--- Recorded information ---

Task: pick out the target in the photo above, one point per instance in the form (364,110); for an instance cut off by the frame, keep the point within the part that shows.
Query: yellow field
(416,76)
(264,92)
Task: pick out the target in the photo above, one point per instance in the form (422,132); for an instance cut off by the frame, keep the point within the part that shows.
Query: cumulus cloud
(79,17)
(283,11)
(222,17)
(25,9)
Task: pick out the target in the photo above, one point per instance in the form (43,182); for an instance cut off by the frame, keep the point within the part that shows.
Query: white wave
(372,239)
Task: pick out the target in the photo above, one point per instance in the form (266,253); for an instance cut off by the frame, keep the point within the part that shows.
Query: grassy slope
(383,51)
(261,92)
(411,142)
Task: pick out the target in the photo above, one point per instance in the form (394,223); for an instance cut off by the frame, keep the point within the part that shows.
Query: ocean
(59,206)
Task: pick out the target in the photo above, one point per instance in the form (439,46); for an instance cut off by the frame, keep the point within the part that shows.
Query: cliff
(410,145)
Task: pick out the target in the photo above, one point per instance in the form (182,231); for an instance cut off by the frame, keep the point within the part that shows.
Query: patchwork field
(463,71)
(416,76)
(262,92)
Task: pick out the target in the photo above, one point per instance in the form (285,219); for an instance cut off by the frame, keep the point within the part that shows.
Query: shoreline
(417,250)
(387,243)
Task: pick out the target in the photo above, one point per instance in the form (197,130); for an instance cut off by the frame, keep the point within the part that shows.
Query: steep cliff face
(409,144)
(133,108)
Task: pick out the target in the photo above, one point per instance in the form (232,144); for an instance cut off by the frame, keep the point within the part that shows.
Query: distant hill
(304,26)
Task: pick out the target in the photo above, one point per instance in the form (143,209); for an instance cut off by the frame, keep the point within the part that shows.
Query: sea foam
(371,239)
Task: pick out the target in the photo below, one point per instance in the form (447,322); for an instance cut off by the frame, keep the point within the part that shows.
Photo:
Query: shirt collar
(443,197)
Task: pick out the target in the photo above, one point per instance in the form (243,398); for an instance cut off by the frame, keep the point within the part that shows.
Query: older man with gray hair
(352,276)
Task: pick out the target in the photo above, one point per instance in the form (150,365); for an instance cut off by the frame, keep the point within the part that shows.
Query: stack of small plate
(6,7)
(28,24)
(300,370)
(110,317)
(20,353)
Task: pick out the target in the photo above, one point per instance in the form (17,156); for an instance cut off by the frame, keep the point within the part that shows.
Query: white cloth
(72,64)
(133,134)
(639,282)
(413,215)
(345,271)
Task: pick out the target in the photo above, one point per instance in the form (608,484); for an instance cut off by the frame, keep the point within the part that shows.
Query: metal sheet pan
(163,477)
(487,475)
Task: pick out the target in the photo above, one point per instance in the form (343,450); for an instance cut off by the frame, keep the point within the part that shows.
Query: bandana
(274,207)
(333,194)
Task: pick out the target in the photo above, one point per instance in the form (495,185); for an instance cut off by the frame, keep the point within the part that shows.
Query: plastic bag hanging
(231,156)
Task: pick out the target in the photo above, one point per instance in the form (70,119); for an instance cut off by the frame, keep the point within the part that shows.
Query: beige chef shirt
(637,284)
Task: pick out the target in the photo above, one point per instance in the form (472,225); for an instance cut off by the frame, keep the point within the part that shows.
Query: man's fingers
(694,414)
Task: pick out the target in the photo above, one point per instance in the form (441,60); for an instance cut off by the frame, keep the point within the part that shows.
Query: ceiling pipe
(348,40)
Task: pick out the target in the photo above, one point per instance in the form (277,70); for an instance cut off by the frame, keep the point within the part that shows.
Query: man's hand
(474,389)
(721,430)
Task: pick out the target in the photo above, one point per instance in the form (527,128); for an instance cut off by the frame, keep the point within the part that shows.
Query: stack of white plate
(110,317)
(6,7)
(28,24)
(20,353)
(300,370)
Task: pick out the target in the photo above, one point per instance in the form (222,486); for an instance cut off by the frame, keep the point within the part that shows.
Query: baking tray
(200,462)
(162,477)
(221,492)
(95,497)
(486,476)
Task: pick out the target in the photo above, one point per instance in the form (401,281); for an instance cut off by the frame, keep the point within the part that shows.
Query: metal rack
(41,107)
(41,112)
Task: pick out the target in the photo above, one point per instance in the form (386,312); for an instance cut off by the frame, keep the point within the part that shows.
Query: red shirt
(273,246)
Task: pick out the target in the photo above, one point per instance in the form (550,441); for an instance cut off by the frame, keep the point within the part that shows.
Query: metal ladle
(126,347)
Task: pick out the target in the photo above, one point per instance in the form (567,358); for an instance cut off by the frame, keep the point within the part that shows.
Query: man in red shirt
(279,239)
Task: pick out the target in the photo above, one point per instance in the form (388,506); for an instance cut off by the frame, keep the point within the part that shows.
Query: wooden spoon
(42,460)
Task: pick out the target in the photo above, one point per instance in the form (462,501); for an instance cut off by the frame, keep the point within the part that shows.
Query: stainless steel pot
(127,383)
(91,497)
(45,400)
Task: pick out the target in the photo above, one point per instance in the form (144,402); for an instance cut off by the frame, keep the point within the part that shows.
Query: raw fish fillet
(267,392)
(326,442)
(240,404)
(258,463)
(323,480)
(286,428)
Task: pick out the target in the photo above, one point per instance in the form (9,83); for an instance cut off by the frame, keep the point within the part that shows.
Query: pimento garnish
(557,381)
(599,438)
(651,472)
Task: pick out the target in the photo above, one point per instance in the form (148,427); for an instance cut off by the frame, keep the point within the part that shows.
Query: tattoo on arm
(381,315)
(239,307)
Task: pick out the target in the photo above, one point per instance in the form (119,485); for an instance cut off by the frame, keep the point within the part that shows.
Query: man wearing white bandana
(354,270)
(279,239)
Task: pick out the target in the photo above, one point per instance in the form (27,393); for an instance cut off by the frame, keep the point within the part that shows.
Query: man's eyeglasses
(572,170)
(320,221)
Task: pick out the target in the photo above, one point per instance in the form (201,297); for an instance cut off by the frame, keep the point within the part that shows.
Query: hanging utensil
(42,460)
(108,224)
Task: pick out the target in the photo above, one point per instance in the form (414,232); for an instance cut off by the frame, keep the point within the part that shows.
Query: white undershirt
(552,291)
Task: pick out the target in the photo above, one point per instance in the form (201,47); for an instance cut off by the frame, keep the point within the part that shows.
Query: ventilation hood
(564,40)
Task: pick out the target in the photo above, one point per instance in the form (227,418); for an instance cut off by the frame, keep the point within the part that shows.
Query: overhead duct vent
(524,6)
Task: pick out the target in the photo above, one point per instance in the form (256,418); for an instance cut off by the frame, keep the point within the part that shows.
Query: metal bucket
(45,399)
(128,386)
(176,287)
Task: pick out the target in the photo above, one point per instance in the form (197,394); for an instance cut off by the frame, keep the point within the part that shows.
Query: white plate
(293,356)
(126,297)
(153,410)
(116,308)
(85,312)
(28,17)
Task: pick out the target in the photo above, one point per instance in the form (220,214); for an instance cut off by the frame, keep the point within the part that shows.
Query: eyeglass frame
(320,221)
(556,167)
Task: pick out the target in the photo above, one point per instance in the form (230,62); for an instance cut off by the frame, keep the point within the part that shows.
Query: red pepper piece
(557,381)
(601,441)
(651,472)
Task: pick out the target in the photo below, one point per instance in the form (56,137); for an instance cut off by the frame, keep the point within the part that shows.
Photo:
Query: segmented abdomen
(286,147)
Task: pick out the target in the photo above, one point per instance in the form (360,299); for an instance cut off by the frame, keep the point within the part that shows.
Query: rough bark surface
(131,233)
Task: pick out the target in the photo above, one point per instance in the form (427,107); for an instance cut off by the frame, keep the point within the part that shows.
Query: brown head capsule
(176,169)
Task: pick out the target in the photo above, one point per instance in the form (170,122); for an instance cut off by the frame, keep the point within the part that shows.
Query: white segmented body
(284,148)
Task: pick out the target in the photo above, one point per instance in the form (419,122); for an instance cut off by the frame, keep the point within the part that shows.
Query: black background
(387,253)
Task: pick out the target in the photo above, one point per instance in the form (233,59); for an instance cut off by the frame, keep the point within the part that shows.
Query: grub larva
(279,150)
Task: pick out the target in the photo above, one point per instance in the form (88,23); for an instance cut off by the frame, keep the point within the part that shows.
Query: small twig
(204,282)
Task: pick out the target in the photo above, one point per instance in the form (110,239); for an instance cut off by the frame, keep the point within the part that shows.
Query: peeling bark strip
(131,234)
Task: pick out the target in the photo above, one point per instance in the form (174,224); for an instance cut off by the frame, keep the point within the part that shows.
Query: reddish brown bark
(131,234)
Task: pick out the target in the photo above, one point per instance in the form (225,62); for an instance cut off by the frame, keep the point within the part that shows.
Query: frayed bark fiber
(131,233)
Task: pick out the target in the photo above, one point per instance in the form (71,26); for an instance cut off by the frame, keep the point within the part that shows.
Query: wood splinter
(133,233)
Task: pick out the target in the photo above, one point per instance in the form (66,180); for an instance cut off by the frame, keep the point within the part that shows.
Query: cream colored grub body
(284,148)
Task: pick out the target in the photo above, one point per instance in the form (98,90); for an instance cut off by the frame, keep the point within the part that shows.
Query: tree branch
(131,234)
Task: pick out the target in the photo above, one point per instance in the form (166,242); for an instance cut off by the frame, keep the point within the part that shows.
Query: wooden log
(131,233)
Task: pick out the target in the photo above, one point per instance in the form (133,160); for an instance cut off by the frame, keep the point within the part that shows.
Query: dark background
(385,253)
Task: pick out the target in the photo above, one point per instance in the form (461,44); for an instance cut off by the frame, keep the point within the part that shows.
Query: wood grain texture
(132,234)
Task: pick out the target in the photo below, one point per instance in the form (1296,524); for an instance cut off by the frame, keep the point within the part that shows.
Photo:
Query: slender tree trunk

---

> **Requirements**: Copy word for word the part of the data that begins with the line containing "the form (1296,524);" and continues to the end of the data, including both of those ends.

> **Final result**:
Task: pick out the target in the photo below, one point per instance in the form (1296,524); for an instance cut off by the frame, keep the point within the part that shows.
Photo:
Query: slender tree trunk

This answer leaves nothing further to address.